WHAT YOU NEED TO DO: Which lines in the records below contain the word "distant"? List each of those lines in full.

· · · ·

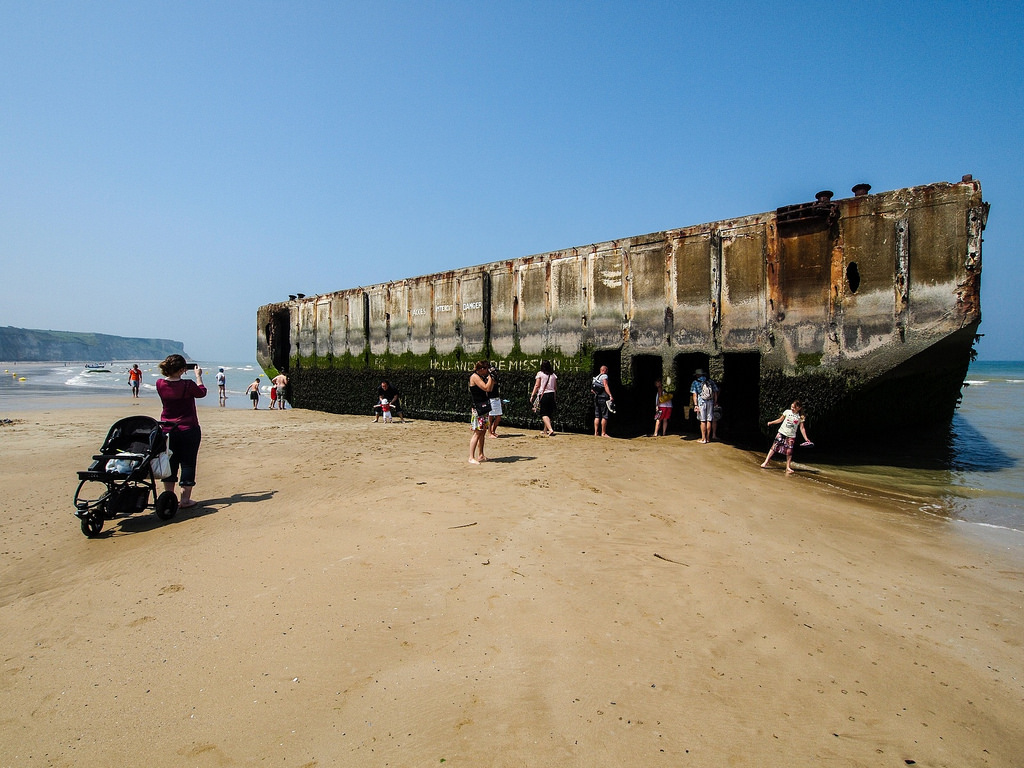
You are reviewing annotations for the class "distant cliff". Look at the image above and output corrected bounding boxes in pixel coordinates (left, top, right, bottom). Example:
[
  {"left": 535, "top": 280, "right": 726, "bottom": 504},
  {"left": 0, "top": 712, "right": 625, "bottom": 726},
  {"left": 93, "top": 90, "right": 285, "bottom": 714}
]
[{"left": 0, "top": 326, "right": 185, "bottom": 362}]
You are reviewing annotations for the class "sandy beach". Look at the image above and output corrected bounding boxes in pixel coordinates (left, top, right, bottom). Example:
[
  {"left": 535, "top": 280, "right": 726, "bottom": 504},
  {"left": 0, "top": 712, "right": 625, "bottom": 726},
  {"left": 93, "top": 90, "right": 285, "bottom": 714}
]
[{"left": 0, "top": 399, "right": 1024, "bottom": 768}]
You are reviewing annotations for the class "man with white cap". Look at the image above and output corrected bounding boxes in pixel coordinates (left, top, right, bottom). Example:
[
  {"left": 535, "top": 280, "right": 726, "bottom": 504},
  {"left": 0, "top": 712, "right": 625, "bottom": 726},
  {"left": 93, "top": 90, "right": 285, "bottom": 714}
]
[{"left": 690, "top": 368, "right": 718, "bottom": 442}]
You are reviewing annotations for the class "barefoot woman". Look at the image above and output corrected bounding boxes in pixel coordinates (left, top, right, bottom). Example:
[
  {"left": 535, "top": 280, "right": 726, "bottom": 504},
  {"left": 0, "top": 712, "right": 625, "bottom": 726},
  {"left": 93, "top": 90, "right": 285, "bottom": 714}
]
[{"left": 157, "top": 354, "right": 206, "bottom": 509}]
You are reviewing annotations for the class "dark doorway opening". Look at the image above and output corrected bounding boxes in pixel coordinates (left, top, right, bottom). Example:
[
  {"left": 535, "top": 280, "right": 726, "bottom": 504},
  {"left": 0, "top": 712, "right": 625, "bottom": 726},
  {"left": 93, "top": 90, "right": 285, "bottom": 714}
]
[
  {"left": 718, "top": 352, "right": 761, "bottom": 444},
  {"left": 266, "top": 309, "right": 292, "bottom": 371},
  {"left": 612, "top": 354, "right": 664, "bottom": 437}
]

· · · ·

SOLUTION TO THIS PROBLEM:
You are reviewing annotations for the class "distant cliff". Look at the image above and output corrected bounding boxes in pixel coordinates (left, top, right, bottom). Example:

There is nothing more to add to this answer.